─── SOURCE DOCUMENT

The West Virginia Alternative Wastewater Treatment Coalition (AWTC) is one of the grantees from The Greater Sum’s 2018 cohort.
Blog contributor Mindy Ong caught up with Professor Katherine Garvey, co-founder of the AWTC and Director of the Land Use and Sustainable Development Law Clinic at the West Virginia University College of Law, to understand what motivated her to start the AWTC, and what’s next in store for the Coalition.
What started as an informal conversation over lunch seeded a statewide multi-agency collaboration that advocates for affordable alternative wastewater treatment options, particularly for rural or low-income communities.
Katherine Garvey, co-founder of the West Virginia Alternative Wastewater Treatment Coalition (AWTC), relates candidly, “The Executive Director of West Virginia Rural Water, the former Executive Director of Canaan Valley Institute and I used to have lunch and complain about straight-piping. We thought it would be a good idea to formalize and expand our discussion to additional experts.”

──────

WHAT YOU WILL DO »
• a. According to the coalition profile, what did the three people who started the AWTC complain about over lunch?
• b. Summarize the coalition profile in two sentences.
• c. Rewrite the stretch of the coalition profile from "Blog contributor Mindy" through "for the Coalition.", substituting "Dr." for "Professor".
The entries come from a different source than the coalition profile.

─── EXERCISE DATA

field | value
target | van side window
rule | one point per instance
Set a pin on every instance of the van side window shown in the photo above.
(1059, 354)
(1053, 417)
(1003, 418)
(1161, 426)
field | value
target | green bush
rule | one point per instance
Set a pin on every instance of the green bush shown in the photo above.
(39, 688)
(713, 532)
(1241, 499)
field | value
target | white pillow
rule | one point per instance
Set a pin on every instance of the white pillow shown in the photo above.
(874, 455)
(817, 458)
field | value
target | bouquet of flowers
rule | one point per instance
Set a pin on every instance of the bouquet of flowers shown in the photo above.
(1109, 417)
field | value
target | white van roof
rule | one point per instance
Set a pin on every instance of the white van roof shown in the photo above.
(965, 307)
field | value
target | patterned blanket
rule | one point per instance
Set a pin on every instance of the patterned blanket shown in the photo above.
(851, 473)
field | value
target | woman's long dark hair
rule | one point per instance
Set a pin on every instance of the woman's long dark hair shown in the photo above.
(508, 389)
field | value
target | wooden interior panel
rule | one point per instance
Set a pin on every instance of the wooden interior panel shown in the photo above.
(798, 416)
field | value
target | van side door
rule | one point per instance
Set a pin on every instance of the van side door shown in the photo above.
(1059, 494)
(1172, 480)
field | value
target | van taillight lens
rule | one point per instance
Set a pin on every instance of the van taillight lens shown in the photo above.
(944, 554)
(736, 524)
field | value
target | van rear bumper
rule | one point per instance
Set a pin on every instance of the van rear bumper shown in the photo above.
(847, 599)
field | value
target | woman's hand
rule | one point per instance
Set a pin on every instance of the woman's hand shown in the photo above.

──────

RESPONSES BY ITEM NUMBER »
• a. They complained about straight-piping.

• b. The West Virginia Alternative Wastewater Treatment Coalition (AWTC), a grantee in The Greater Sum's 2018 cohort, grew from an informal lunch conversation into a statewide multi-agency collaboration that advocates for affordable alternative wastewater treatment, particularly for rural or low-income communities. Co-founder Katherine Garvey explains that she and two other leaders used to complain over lunch about straight-piping and decided to formalize and expand the discussion to additional experts.

• c.
Blog contributor Mindy Ong caught up with Dr. Katherine Garvey, co-founder of the AWTC and Director of the Land Use and Sustainable Development Law Clinic at the West Virginia University College of Law, to understand what motivated her to start the AWTC, and what’s next in store for the Coalition.